Copy word for word the part of the material below that opens with the line containing "Target — thatched roof." and closes with the line containing "(1264, 360)", including both of those lines.

— START OF Extracted records —

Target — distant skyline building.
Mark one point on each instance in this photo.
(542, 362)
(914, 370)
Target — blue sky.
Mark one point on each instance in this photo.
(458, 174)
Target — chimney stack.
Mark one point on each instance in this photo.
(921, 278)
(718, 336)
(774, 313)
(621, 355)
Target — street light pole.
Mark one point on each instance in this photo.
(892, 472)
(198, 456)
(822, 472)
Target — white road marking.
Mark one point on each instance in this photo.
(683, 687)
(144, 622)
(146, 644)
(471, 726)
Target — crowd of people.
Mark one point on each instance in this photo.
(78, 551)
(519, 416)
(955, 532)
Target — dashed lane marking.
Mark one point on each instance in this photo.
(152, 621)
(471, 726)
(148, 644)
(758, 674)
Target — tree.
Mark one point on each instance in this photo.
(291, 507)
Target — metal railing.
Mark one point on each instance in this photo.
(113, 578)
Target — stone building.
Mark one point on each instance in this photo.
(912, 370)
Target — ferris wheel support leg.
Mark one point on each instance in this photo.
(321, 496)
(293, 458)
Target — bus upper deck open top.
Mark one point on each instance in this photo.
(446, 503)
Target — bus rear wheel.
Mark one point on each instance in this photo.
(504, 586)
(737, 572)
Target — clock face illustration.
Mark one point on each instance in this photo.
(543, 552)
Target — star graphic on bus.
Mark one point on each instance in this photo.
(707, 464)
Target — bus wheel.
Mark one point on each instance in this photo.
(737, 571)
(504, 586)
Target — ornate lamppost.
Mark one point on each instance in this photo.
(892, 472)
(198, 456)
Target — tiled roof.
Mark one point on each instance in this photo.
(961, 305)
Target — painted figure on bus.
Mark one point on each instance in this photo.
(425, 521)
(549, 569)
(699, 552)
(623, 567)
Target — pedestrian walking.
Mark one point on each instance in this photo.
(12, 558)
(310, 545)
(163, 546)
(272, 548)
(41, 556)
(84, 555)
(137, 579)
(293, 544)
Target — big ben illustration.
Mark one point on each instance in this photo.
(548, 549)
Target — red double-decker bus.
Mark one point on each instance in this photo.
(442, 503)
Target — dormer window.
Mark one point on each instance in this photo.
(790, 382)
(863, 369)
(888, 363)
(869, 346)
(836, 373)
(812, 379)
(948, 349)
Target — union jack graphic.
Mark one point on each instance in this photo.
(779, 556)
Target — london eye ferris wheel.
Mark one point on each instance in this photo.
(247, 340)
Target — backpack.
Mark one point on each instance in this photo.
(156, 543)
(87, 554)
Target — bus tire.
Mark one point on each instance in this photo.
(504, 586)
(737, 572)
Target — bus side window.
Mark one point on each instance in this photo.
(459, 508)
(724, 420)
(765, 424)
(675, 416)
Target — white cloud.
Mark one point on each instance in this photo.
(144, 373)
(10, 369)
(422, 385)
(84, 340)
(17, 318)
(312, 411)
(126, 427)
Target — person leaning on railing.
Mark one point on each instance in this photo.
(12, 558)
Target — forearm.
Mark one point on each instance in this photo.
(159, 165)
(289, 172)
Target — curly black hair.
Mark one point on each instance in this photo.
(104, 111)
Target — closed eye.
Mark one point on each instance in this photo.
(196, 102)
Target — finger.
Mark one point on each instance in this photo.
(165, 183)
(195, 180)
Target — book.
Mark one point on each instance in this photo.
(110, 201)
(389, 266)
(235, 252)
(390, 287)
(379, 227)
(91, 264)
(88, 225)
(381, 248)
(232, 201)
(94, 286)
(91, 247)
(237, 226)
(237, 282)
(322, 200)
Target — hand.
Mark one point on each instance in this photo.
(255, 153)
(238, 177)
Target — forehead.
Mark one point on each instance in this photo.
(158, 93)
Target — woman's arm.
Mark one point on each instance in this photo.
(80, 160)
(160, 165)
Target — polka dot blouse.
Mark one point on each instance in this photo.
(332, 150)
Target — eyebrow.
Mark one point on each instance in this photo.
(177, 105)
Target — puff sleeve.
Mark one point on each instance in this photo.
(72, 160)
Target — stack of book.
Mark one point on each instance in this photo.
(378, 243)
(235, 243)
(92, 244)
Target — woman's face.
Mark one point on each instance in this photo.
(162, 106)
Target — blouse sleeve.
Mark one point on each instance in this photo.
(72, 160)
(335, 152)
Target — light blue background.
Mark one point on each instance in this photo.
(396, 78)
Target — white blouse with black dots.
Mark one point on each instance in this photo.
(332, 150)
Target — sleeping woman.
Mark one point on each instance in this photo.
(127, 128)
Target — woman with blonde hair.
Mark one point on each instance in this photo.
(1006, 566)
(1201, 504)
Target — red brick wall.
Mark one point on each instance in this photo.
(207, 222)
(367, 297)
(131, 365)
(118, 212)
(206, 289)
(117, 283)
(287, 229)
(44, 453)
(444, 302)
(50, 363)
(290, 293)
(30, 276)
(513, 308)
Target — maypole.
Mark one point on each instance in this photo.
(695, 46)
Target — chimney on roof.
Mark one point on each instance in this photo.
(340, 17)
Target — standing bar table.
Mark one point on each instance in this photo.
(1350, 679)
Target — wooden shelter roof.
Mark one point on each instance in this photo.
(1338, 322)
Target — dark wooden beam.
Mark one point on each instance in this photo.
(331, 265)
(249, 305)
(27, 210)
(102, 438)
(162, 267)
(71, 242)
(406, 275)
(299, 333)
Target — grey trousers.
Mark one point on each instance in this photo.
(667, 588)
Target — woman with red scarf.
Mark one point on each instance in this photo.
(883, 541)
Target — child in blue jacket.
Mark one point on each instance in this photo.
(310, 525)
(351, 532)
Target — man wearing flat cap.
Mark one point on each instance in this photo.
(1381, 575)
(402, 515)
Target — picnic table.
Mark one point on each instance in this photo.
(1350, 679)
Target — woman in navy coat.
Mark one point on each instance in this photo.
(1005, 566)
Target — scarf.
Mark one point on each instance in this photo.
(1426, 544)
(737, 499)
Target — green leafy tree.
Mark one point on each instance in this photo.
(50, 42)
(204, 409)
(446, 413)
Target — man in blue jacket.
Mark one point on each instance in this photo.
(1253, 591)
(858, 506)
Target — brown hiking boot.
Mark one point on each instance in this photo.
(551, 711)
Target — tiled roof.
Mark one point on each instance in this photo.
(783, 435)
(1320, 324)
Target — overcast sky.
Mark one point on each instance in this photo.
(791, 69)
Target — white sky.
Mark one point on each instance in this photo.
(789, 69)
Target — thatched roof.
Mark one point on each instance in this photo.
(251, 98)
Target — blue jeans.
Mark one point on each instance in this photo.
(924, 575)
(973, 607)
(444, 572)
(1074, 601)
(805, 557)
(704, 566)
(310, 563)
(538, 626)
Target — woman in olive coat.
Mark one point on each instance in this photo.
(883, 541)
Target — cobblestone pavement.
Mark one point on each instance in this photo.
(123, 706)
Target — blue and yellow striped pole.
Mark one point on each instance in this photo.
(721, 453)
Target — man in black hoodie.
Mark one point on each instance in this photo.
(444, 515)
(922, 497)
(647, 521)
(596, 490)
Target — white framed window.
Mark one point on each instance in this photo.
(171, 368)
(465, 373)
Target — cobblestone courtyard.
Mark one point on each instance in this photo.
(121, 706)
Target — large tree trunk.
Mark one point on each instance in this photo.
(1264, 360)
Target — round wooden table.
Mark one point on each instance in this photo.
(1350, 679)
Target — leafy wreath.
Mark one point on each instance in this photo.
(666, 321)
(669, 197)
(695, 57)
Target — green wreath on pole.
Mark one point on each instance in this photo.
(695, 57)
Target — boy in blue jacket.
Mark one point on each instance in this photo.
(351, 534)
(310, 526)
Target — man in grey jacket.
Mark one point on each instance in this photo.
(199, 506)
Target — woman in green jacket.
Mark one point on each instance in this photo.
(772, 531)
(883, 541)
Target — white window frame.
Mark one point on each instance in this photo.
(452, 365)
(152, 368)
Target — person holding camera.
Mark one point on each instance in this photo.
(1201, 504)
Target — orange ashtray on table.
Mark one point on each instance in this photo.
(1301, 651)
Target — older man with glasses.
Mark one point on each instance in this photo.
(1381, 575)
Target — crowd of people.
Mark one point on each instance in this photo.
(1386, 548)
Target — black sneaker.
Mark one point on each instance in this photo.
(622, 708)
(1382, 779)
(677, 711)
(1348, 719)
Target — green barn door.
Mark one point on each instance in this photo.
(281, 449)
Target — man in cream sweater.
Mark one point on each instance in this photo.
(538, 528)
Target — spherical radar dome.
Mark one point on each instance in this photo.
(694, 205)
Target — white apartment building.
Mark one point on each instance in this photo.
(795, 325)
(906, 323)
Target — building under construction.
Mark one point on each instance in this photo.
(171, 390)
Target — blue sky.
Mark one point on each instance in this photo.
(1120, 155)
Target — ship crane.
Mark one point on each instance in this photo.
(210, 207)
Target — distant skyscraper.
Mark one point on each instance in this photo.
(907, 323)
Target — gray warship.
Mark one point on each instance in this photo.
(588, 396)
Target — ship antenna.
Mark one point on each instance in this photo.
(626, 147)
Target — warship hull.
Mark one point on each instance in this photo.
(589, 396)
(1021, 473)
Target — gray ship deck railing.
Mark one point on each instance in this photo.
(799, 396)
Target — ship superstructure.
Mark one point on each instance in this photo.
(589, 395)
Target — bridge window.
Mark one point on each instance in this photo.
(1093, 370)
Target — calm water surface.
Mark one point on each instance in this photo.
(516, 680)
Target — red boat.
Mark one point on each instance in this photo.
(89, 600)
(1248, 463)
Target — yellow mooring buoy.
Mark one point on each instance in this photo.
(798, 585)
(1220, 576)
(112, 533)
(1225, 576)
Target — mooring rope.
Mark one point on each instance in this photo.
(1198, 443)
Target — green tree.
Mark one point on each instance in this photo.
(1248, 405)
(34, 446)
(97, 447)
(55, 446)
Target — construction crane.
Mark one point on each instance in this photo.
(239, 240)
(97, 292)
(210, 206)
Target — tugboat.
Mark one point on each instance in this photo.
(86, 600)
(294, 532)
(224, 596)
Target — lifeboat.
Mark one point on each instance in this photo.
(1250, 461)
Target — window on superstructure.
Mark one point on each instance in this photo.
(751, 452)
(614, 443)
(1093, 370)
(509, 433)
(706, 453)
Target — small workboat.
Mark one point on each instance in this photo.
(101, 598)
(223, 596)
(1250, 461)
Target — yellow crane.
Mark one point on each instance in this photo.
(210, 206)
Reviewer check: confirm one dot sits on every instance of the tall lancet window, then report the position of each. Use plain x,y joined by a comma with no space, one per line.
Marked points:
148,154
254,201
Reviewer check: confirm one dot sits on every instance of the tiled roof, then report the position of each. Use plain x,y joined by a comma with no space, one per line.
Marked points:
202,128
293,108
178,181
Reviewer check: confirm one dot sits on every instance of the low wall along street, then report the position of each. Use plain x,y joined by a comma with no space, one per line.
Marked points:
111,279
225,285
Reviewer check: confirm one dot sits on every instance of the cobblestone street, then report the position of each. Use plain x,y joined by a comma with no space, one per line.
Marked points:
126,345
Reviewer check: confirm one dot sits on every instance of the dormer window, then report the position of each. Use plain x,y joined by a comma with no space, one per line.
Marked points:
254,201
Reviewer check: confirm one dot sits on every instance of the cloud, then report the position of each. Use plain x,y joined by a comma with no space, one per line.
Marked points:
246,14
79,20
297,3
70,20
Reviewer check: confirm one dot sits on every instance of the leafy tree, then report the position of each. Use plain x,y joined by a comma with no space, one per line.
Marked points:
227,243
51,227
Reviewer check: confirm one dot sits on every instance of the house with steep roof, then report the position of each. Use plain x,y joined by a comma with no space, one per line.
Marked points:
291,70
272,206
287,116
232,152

— END OF Extracted records —

**Response**
Target — thatched roof.
Mark one point on each instance in this photo.
(251, 98)
Target — blue jeans.
Mark one point on each instance in this photo.
(924, 575)
(973, 607)
(444, 572)
(1074, 601)
(805, 557)
(704, 566)
(310, 563)
(538, 626)
Target — woman in olive coat.
Mark one point on each instance in this photo.
(883, 541)
Target — cobblestone pavement.
Mark one point on each instance in this photo.
(123, 706)
Target — blue and yellow striped pole.
Mark one point on each instance in this photo.
(721, 453)
Target — man in black hoodie.
Mark one point on each instance in this photo.
(444, 515)
(922, 497)
(647, 521)
(596, 490)
Target — white framed window.
Mark one point on each instance in this photo.
(171, 368)
(465, 373)
Target — cobblestone courtyard.
Mark one point on each instance in this photo.
(121, 706)
Target — large tree trunk.
Mark one point on each instance in this photo.
(1264, 360)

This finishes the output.